## Work to do
Write out each of the lines below exactly as given.

## Exercise input

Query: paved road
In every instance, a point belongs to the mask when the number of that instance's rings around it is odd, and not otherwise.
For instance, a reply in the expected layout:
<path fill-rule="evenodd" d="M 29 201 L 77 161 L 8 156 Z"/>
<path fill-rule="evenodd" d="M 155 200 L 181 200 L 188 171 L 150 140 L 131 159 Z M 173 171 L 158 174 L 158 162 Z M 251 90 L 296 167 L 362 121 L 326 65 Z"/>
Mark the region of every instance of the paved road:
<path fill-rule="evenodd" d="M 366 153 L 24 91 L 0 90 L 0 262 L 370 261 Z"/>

## Solved exercise
Query: paved road
In every instance, a point belongs to the mask when the number of that instance's rings around it is odd, and not otherwise.
For instance, a reply in the expected layout:
<path fill-rule="evenodd" d="M 29 201 L 77 161 L 8 156 Z"/>
<path fill-rule="evenodd" d="M 155 200 L 181 200 L 188 171 L 150 140 L 131 159 Z M 173 171 L 158 174 L 158 162 Z M 251 90 L 296 167 L 362 121 L 326 65 Z"/>
Mark the region of every instance of the paved road:
<path fill-rule="evenodd" d="M 366 153 L 24 91 L 0 90 L 0 262 L 370 261 Z"/>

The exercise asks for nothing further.